> _PROBLEM_:
Can you copy out every one of the following lines word for word, leaving the pictures out?

Named object pointing entries:
○ ○ ○ ○ ○ ○ ○

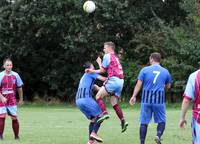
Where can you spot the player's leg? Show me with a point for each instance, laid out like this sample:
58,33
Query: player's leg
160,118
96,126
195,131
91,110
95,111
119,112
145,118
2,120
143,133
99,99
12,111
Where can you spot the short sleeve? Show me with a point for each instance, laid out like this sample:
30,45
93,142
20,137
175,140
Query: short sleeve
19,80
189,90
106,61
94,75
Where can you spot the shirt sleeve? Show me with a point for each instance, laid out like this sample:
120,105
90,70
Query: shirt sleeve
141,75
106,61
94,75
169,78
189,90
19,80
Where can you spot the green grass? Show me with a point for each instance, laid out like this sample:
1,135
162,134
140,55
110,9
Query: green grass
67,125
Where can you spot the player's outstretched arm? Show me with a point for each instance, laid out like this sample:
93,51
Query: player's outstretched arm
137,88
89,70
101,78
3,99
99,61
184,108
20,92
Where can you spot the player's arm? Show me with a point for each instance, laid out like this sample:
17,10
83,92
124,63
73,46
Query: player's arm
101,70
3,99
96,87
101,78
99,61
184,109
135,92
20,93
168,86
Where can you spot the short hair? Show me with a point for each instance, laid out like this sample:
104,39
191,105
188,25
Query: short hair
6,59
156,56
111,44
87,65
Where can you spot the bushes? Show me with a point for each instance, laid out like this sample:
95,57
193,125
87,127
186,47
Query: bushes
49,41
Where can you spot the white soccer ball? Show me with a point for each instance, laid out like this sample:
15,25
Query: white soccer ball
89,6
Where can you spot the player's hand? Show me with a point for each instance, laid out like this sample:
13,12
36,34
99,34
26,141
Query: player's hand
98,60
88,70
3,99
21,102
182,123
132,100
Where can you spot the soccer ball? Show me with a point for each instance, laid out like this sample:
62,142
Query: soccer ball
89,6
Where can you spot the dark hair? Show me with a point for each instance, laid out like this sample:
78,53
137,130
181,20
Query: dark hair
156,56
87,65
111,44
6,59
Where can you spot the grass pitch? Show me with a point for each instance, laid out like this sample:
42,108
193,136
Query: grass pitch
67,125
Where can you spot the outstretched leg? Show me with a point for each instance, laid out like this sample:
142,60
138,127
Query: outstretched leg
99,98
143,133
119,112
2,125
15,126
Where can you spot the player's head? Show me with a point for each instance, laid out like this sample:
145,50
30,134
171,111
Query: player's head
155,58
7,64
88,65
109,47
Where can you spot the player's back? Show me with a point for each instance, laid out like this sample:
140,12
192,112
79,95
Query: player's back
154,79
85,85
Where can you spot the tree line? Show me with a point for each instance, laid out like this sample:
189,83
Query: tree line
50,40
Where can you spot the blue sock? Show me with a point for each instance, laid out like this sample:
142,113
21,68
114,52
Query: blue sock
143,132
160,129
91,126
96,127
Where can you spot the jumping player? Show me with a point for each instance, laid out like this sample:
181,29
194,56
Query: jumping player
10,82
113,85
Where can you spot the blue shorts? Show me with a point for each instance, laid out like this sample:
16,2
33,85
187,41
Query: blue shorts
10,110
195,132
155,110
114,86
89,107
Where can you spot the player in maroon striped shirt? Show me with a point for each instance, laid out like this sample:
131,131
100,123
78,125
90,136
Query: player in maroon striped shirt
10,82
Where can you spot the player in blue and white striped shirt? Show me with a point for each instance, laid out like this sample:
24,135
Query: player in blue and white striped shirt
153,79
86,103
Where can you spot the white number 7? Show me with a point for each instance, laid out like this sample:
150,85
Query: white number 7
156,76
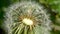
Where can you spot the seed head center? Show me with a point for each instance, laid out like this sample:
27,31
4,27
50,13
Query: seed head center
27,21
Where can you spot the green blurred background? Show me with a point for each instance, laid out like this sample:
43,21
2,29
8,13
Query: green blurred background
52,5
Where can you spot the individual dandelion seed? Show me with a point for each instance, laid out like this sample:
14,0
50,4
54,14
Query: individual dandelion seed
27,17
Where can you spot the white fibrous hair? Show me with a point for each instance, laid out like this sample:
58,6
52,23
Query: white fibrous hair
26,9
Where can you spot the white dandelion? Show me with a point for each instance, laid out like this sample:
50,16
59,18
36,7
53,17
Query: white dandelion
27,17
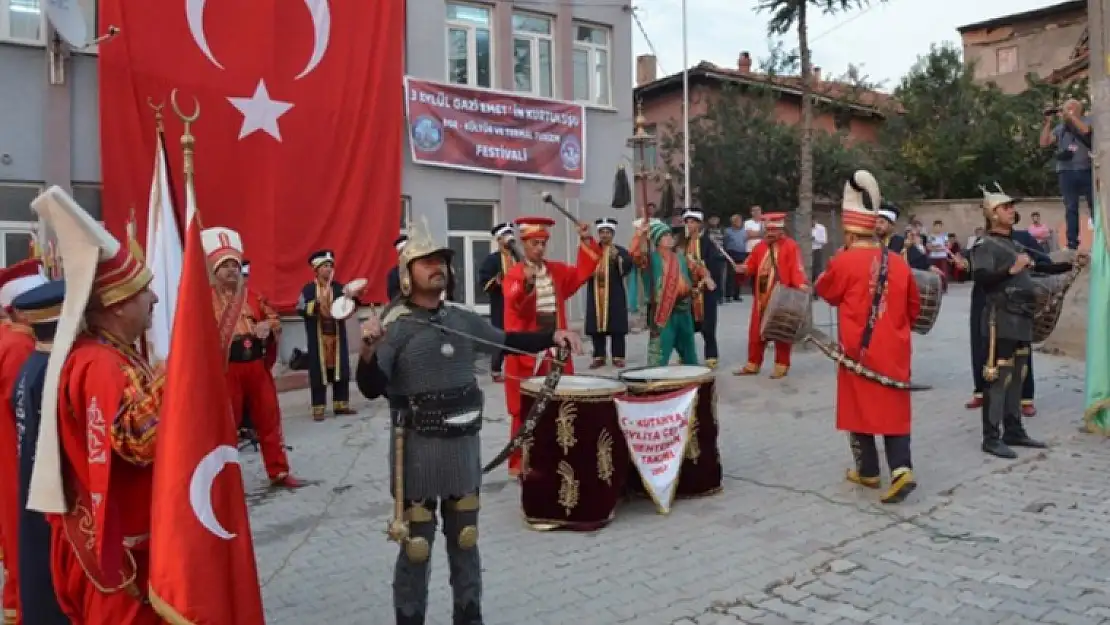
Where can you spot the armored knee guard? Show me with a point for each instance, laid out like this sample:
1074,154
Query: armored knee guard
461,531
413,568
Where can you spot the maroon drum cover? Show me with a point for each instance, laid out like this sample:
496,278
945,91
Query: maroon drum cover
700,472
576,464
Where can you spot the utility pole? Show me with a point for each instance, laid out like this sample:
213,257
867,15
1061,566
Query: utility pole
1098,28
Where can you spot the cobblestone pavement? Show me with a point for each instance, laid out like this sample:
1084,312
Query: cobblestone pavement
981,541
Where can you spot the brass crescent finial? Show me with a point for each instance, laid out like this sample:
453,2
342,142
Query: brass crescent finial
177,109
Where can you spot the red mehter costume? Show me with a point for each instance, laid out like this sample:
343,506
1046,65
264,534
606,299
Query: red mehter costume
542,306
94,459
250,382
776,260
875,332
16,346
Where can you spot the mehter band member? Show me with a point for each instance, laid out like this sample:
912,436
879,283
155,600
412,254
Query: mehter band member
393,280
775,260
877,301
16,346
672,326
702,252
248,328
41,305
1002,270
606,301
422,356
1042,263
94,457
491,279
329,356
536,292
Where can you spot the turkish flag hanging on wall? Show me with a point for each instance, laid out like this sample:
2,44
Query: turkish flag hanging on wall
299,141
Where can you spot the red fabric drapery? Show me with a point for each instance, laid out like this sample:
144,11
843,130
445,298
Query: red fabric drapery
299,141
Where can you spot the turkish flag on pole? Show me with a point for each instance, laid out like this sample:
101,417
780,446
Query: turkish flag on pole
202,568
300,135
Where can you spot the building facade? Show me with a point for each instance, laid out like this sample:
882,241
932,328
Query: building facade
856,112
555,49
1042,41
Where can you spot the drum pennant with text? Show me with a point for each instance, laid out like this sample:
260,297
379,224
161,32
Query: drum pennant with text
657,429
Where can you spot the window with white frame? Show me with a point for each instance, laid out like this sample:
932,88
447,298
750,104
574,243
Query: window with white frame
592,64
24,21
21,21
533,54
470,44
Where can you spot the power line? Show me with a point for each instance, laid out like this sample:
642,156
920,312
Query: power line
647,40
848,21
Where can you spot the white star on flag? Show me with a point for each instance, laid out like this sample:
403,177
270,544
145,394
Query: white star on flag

○ ○ ○ ○ ○ ○ ○

> _SOLUTION TO THIS EXERCISE_:
Where can you spot the player's leg? Show me with a point for each instance, laid out like this sample:
58,33
Query: player's leg
160,118
96,126
195,131
91,110
95,111
119,112
145,118
2,120
143,133
99,99
12,111
Where can you spot the short sleeve? Show me with a point for each instance, laid out like this sample:
30,45
93,142
20,137
175,140
Query: short sleeve
19,80
189,90
106,61
94,75
Where can you spot the shirt sleeve? Show me with a point for each instance, laid out like this sample:
120,105
90,70
Query: shirt sleeve
141,75
106,61
94,75
169,78
189,90
19,80
Where can you spot the green grass? Show me with a point for each instance, laid out like this sample:
1,135
162,134
140,55
110,9
Query: green grass
67,125
Where can you spot the player's outstretched arm? Show me with a point for each instance, laid out like this sample:
93,51
Query: player's outstretched arm
137,88
89,70
101,78
3,99
99,61
184,108
20,92
Where can you spot the player's arm? Show me with a point for each instance, laid out like this sample:
17,10
83,92
124,63
73,46
Query: player's arm
101,70
3,99
96,87
101,78
99,61
184,109
135,92
20,93
168,86
Where can you spot the short hair? Show me with a point for each instance, laid out like this sample:
104,39
191,105
188,25
Query: short hair
6,59
156,56
111,44
87,65
Where can you spot the bushes? Show me with a point for each instance, laid out like this sample:
95,57
193,125
87,127
186,47
Query: bushes
49,41
Where can you spot the white soccer ball? Show me with a point for each instance, laid out like this sample:
15,25
Query: white soccer ball
89,6
Where can you spot the player's hand? Show me with a point for each instance, laid out like this sample:
13,12
36,34
99,34
26,141
Query: player's hand
98,60
88,70
3,99
21,102
182,123
132,100
Where can you spot the soccer ball? Show me with a point for each instance, laid out like this sample:
62,142
Query: soccer ball
89,6
Where can you spot the dark hair? Show me with a point for each instance, laid out like this sample:
78,53
137,130
181,20
Query: dark hair
156,56
87,65
111,44
6,59
Where can you spot the grass pitch? Show me with a point for each instance, laid out like this sample:
42,108
193,136
Query: grass pitch
67,125
Where can you spot the outstretched leg? Show me with a point for each instance, laid out like this sample:
142,60
138,127
Query: outstretched leg
99,98
143,133
119,112
2,125
15,126
Where can you spot the player's head? Show me with a point for each instance, laid out like this sample:
145,50
30,134
171,111
Query: player's head
155,58
7,64
88,65
109,47
Where can you spot the player's back? Show me with a point for each instance, laid out like this sample:
140,12
192,112
79,95
Query: player's back
154,79
85,85
Where can you spot the tree line? Show me with a point for each instance, laid out like this sample:
189,83
Query: tree line
50,40
Where can you spot the blue sock? Show me with a point for each instance, laid out like this sample:
142,113
21,68
114,52
Query: blue sock
143,132
160,129
91,126
96,127
Where can you spot the jumping player? Show me with a point for each instance, laid out like this sample:
181,29
194,56
Query: jumping player
10,82
113,85
Where can you spot the blue shorts? Show me with a point for each instance, laid out like this sample:
16,2
33,85
187,41
Query: blue shorts
10,110
195,132
155,110
114,86
89,107
Where can you spot the player in maroon striped shirt? Show me with a point for each instance, laid out like this sample:
131,131
100,123
78,125
90,136
Query: player in maroon striped shirt
10,82
Where can you spot the player in blue and white striped shirt? Show me with a point for each instance, laid out like this sample:
24,135
Query: player in blue and white striped shirt
153,79
86,103
Where can you spot the white number 7? Show me with a point for each instance, laid out like this sample:
150,85
Query: white number 7
156,76
Where can you spot the seed head center? Show me with a point for each instance, laid out like this sample:
27,31
4,27
50,13
Query: seed head center
27,21
Where can you spot the green blurred background? Show me with a point for each instance, laid out like this sample:
43,21
2,29
8,13
Query: green blurred background
52,5
Where can you spot the individual dandelion seed? Show me with a point for each instance, laid out like this sample:
14,0
50,4
54,14
Query: individual dandelion seed
27,17
Where can you spot the white fibrous hair? Show me with a point for each instance, laid out like this sample:
58,6
52,23
Query: white fibrous hair
26,9
Where can you spot the white dandelion? Show me with a point for each instance, laid out like this sample:
50,16
59,18
36,7
53,17
Query: white dandelion
27,17
Where can you spot the armored knee guard? Show me with a point for each instance, laid out like this sample:
1074,154
Query: armored knee guard
461,531
413,568
Where can you spot the maroon drum cover? Show me with a point for each instance, laid out like this sample:
496,278
945,91
Query: maroon drum cover
700,472
576,464
Where can you spot the utility pole? Show me with a point for each instance, laid out like this sample:
213,257
867,15
1061,566
Query: utility pole
1098,28
Where can you spot the cobblestone pavement? Show me with a point for each instance, laid out like this sample:
1084,312
Query: cobblestone pavement
981,541
Where can you spot the brass crescent finial? Show me with a point for each instance, laid out like this sample:
453,2
342,142
Query: brass crescent finial
177,109
Where can you spot the red mehter costume? Show me with a point for each instance, laid out like this sample:
343,506
1046,65
264,534
606,299
Query: red mehter costume
542,306
94,459
250,382
776,260
875,332
16,346
Where can you spot the mehter band member? Show me with a point for each instance, laid out like this sample:
912,436
879,283
155,600
412,254
Query: mehter band member
393,280
775,260
877,301
16,346
672,326
702,252
248,328
41,305
1002,270
606,301
422,356
1042,263
94,457
491,279
329,356
536,292
Where can you spot the turkish flag hanging on wall? Show me with a point for each instance, laid out like this sample:
2,44
Query: turkish flag hanging on wall
299,141
Where can you spot the red fabric drapery? Show me with a point for each instance, laid out like this sample:
144,11
843,130
445,298
Query: red fabric drapery
299,141
Where can you spot the turkish flag on pole? Show me with a point for each instance, laid out like this sample:
101,417
780,446
Query: turkish flag on pole
202,568
300,135
Where can you spot the building facade? Show me with a point for each instance, laid out like this sample:
882,241
932,328
Query: building facade
856,112
555,49
1042,41
Where can you spot the drum pennant with text? Show me with a point for each instance, laid out like this sample:
260,297
379,224
161,32
Query: drum pennant with text
657,429
Where can you spot the window with white frame? Show me with a point for each instance, laid out like this sample:
932,88
447,298
750,104
574,243
Query: window with white frame
592,64
24,21
21,21
533,54
470,44
Where can you spot the power line? Show me with a point for each instance, laid out like this sample:
642,156
920,312
Query: power line
647,40
848,21
Where can you spot the white star on flag? Show me with a point for each instance, laid out like this sample:
403,177
270,544
145,394
Query: white star on flag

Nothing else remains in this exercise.